■ **What the task requires**
Say how many lines below have "dress" in them, giving the number alone.

■ **Extracted data**

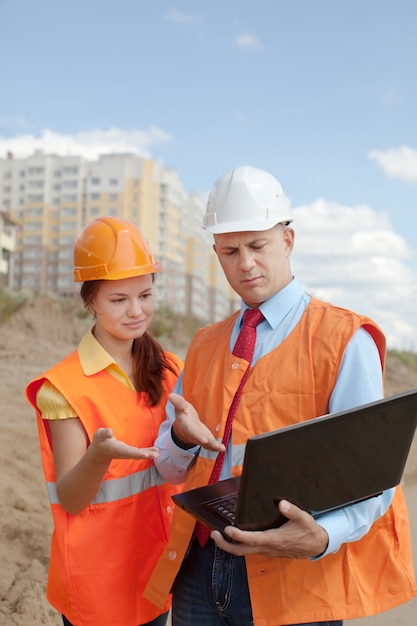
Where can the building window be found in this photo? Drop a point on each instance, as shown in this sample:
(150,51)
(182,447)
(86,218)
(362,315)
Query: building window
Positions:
(70,170)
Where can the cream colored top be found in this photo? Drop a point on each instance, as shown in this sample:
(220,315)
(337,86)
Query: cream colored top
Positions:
(93,358)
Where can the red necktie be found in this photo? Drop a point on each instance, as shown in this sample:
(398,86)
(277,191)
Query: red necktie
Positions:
(244,347)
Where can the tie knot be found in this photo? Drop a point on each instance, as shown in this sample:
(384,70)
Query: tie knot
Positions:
(252,317)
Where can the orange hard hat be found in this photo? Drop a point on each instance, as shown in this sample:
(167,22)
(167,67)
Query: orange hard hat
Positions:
(110,248)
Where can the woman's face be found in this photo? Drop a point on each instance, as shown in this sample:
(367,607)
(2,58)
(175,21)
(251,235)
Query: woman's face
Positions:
(123,308)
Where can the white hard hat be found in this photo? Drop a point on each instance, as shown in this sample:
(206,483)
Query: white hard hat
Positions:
(246,199)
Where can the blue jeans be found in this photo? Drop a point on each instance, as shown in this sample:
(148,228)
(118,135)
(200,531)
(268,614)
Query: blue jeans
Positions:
(161,620)
(211,589)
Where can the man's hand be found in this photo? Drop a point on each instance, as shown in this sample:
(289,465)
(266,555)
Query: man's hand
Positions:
(299,538)
(187,428)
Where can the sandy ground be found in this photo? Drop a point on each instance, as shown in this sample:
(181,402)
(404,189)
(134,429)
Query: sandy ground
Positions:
(38,336)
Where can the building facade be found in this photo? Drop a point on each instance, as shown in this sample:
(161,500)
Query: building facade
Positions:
(51,198)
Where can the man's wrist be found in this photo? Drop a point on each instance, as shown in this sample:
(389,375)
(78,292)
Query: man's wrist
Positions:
(179,442)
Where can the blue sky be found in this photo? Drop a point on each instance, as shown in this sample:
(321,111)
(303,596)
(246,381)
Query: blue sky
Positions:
(322,93)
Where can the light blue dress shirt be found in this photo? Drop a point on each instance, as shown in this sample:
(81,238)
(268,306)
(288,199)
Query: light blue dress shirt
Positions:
(359,381)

■ **Reply to the exercise**
2